#### [Exercise inputs]
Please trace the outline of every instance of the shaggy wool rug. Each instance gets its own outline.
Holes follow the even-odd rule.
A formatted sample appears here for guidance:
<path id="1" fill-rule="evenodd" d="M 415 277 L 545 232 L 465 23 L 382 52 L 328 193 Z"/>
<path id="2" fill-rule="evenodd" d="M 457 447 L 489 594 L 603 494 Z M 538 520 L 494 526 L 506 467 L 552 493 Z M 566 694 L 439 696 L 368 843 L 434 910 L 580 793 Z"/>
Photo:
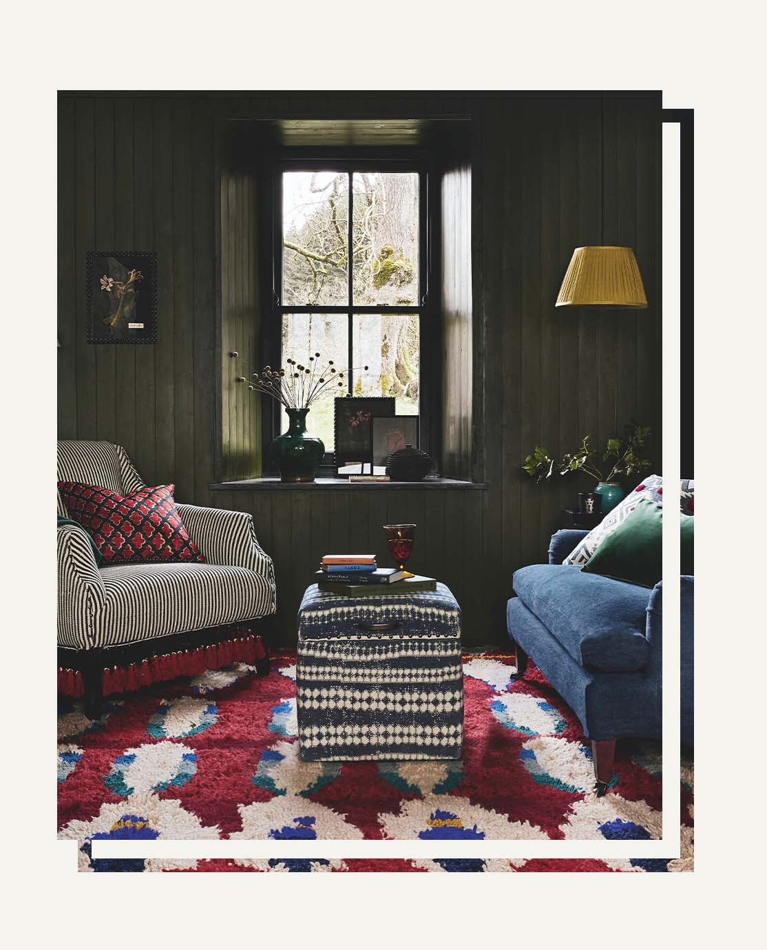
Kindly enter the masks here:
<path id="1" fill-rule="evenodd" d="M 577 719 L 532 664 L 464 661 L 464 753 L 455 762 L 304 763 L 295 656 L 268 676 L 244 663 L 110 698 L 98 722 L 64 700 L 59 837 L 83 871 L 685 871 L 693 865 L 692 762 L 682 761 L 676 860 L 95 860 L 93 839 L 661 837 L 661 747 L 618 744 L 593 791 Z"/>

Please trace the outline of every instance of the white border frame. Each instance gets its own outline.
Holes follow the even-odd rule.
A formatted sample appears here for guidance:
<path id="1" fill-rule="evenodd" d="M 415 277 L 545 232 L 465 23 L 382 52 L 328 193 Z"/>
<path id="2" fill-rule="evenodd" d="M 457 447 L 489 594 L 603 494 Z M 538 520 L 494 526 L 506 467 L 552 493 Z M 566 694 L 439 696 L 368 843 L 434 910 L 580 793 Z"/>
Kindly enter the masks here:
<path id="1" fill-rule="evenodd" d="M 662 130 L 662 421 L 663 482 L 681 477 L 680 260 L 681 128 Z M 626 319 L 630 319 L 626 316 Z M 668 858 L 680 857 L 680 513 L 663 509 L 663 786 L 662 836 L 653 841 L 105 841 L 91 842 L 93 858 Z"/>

---

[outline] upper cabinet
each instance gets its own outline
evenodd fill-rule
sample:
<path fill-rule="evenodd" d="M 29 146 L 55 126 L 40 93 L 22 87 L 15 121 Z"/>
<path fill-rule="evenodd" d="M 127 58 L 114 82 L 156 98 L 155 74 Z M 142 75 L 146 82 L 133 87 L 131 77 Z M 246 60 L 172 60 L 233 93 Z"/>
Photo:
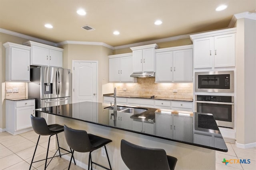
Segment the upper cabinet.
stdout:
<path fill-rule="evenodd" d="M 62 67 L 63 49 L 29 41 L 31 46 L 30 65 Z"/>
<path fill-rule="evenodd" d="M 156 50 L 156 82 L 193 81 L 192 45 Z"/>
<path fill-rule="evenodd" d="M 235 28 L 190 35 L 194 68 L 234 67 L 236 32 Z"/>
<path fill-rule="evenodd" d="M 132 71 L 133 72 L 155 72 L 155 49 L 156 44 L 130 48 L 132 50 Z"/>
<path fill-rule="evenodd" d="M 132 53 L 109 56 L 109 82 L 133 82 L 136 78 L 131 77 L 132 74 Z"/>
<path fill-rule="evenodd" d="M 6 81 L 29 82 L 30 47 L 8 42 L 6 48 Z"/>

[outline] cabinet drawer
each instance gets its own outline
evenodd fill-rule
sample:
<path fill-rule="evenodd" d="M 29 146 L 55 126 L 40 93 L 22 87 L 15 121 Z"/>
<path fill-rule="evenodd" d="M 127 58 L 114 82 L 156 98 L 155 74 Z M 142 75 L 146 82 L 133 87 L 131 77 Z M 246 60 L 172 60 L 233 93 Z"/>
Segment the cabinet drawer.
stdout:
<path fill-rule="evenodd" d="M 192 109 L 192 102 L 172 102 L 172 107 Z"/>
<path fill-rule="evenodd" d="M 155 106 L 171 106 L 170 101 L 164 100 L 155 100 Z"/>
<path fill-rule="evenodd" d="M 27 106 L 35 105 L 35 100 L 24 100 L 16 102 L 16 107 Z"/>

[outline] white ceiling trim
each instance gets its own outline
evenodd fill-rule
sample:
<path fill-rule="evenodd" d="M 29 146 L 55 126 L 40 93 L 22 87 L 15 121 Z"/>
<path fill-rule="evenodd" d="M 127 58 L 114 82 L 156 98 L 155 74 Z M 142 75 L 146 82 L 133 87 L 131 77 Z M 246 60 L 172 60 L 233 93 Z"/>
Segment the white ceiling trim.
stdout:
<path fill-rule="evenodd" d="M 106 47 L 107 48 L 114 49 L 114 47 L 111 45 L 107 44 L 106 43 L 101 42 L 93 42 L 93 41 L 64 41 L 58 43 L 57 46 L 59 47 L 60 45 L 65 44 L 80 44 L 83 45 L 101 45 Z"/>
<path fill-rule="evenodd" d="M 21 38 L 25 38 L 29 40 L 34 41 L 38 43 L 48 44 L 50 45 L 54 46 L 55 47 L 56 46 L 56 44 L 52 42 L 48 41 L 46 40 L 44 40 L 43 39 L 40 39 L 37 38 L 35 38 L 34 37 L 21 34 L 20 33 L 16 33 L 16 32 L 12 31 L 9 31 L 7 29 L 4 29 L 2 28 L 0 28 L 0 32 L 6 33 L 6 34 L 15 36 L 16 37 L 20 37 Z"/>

#### [What is needed]
Switch "white border frame" to "wooden border frame" in the entries that run from the line containing "Please trace the outline of every instance of the white" through the line containing "662 130 L 662", inclusive, and return only those lines with nothing else changed.

#### [Task answer]
Please trace the outline of every instance of the wooden border frame. Each instance gets its own outline.
Holes follow the even-odd rule.
A formatted sample appears here for guidance:
<path id="1" fill-rule="evenodd" d="M 415 277 L 545 232 L 465 23 L 382 52 L 328 193 Z"/>
<path id="2" fill-rule="evenodd" d="M 457 447 L 489 594 L 603 494 Z M 538 520 L 494 526 L 506 467 L 552 493 Z M 566 694 L 439 696 L 368 843 L 434 910 L 580 793 Z"/>
Kindly enter the masks here:
<path id="1" fill-rule="evenodd" d="M 662 130 L 662 421 L 663 482 L 681 477 L 680 260 L 681 128 Z M 626 319 L 630 319 L 626 316 Z M 668 858 L 680 857 L 680 513 L 663 509 L 663 786 L 662 836 L 653 841 L 105 841 L 91 842 L 93 858 Z"/>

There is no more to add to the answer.